▶ Exercise prompt:
Please gather every line in the items below that contains the word "jacket", and copy each of those lines in full.

# START OF Recorded data

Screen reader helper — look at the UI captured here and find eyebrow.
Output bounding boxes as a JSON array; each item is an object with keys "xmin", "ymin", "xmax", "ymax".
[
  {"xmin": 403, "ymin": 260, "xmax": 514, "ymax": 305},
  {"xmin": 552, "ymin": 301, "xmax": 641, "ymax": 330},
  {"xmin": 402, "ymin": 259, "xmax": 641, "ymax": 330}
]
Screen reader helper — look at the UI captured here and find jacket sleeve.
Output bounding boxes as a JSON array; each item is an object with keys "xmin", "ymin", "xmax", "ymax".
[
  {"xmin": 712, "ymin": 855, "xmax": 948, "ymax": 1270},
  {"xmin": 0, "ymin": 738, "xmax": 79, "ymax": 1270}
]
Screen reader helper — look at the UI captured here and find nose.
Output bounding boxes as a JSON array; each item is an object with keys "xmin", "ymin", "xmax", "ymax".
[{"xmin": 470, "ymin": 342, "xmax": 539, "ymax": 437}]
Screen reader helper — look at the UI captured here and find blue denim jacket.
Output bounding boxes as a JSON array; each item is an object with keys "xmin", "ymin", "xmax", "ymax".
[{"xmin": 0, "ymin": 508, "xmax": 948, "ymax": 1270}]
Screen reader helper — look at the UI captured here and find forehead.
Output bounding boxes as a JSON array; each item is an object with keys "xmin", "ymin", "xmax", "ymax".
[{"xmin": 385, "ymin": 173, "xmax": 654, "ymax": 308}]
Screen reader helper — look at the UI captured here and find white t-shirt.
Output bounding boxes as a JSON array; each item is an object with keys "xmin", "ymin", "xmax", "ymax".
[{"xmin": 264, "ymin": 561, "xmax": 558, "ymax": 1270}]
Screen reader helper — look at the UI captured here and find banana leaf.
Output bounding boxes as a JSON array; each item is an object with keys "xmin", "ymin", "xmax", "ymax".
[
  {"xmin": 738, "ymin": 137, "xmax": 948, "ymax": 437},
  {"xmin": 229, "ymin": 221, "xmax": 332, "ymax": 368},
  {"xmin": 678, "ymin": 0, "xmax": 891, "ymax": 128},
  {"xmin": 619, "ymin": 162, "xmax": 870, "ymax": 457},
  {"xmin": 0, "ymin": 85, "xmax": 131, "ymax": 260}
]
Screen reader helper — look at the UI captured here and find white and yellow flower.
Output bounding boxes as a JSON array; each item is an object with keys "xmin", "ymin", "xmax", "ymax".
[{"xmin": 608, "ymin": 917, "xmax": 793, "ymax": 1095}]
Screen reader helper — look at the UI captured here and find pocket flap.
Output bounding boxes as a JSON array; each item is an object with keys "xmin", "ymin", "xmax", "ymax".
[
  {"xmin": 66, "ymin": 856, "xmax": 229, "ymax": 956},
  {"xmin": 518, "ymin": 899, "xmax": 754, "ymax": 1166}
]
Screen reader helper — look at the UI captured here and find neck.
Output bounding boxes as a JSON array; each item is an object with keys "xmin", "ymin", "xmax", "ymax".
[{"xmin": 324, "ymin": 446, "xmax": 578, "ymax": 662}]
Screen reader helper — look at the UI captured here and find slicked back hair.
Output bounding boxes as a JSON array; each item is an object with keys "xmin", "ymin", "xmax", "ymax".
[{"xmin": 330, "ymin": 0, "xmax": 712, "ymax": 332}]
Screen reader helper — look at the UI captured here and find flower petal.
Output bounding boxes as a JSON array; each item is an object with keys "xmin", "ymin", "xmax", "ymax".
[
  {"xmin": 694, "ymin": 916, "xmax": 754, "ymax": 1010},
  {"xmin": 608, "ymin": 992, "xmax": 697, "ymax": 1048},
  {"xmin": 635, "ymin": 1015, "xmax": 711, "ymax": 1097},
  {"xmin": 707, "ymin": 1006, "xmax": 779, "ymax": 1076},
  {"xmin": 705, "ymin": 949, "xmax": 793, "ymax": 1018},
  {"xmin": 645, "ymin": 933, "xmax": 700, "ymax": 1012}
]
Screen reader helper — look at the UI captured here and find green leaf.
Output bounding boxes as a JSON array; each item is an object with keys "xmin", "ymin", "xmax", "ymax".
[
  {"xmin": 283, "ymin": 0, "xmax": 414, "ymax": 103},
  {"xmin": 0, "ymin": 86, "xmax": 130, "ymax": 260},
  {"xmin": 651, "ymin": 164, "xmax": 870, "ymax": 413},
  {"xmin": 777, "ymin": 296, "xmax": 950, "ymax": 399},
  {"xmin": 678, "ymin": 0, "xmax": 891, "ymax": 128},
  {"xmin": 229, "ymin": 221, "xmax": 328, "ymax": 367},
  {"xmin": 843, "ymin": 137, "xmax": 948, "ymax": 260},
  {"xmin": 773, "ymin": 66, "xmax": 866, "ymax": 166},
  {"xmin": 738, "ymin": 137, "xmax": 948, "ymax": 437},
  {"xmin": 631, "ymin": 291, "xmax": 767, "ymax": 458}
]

# END OF Recorded data

▶ Written response:
Screen reader helper — look at the UI captured here and find jacket sleeve.
Screen reader helper — look at the UI captured here and find blue denim jacket.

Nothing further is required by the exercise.